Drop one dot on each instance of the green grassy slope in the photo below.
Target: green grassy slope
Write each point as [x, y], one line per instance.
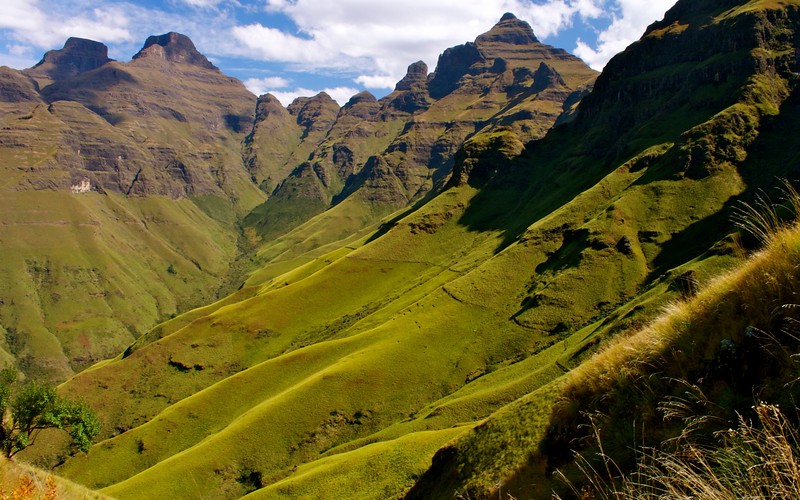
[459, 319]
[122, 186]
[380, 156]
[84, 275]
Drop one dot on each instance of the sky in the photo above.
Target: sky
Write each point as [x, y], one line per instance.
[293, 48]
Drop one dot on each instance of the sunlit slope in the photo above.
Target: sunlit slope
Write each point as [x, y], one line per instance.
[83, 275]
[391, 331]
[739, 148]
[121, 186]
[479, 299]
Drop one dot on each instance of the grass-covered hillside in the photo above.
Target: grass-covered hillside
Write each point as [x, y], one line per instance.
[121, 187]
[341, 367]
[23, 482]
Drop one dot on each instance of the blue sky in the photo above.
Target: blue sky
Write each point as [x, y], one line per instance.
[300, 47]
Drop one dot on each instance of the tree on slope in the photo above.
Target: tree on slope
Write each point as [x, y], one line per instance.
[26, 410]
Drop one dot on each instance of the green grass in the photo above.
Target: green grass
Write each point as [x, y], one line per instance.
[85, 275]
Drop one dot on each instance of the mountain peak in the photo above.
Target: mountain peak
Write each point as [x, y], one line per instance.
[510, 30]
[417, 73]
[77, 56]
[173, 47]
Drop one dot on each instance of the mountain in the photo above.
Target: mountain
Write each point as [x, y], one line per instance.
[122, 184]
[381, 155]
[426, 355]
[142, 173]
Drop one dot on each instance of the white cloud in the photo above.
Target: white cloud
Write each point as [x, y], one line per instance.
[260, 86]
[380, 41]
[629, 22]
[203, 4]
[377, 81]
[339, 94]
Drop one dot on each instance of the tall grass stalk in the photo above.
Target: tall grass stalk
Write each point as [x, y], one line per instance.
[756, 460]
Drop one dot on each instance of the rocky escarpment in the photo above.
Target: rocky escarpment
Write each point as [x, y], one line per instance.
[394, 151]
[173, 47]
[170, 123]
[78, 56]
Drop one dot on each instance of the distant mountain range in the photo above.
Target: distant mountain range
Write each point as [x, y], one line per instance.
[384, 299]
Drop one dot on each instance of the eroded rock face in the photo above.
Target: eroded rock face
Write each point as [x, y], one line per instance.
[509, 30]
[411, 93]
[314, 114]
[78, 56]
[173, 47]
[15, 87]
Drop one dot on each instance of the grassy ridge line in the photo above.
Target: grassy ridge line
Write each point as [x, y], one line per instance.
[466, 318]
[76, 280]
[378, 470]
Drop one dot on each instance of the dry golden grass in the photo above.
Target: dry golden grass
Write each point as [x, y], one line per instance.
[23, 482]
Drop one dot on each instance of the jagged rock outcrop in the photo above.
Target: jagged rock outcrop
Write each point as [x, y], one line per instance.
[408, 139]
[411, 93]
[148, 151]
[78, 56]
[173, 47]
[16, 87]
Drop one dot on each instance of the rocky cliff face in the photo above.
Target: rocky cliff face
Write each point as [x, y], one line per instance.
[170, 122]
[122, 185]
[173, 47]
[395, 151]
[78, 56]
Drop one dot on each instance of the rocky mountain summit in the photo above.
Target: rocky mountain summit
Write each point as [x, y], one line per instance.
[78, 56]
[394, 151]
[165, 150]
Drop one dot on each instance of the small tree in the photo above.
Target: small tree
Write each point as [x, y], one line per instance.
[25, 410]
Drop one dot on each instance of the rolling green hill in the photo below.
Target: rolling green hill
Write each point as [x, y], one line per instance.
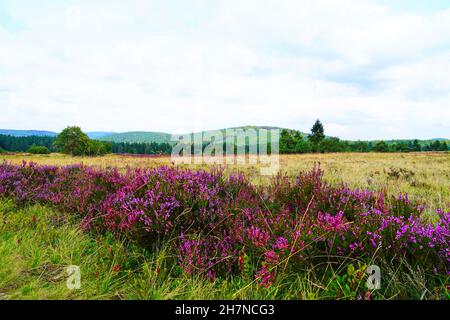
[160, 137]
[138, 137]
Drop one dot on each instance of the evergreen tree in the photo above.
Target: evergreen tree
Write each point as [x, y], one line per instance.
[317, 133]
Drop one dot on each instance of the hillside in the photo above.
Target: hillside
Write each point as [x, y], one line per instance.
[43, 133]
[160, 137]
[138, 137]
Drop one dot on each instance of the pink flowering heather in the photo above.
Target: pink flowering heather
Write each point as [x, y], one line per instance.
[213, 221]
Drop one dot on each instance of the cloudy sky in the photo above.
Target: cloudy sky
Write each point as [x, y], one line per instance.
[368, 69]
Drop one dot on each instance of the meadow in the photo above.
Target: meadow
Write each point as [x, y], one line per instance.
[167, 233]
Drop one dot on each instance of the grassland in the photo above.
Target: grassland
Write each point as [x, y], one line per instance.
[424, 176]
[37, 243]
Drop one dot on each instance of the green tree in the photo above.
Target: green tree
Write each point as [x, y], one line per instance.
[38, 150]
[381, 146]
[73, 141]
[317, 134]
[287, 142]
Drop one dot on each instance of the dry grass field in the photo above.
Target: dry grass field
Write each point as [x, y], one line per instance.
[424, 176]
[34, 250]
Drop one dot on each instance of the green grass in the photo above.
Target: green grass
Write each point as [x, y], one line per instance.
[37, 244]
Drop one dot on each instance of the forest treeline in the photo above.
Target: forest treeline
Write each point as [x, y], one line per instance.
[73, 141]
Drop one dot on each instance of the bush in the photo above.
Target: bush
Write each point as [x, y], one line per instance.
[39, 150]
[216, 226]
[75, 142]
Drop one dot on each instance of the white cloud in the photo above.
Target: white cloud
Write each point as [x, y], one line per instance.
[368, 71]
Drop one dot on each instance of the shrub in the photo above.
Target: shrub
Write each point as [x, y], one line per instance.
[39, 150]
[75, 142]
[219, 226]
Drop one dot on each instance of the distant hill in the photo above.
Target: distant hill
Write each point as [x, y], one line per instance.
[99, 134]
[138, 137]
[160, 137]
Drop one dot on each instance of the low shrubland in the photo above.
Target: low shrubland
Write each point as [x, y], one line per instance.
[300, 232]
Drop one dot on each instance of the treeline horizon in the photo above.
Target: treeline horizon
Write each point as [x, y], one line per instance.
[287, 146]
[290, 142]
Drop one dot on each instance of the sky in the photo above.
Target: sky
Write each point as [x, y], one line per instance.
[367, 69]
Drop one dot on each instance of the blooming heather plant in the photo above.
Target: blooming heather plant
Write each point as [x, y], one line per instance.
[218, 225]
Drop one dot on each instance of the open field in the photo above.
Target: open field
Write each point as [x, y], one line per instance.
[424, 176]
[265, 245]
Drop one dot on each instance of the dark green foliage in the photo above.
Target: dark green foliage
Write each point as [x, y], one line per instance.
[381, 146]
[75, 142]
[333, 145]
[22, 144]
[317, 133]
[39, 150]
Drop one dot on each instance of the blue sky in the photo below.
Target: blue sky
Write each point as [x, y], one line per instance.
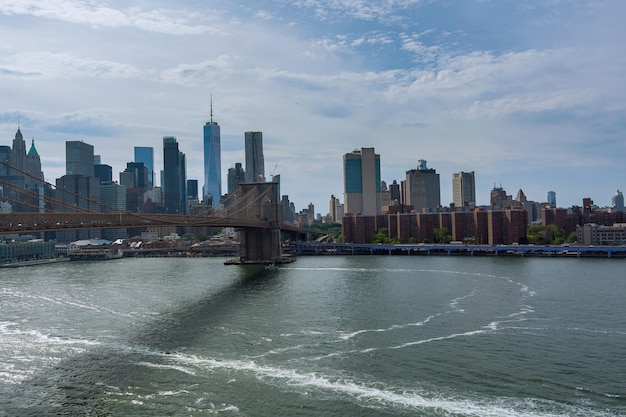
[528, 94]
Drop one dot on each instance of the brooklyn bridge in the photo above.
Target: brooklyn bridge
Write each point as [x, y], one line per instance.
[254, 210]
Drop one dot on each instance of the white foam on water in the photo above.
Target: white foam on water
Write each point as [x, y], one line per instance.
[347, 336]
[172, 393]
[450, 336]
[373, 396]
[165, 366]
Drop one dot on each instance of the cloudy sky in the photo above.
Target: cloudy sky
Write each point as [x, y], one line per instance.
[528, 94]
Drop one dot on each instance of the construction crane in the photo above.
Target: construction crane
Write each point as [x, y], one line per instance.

Prompt: Can you retype the stretch of the data above from the line containing "Drop one dot on each instance of the white foam" through the final line, reproducing every line character for character?

Response to the task:
Drop one dot on each instance of the white foam on water in the photo above.
Target: white foam on water
Write each point as [x, y], one line per instance.
[347, 336]
[172, 393]
[450, 336]
[373, 396]
[165, 366]
Drop one dot on each instance of the cloudy sky in the photo above.
Target: cloudy sky
Write each point as [x, y], one line per instance.
[528, 94]
Drop one dot on each instance of the construction crane in the photo above.
Target: construction crane
Write each point as [x, y], one line per instance.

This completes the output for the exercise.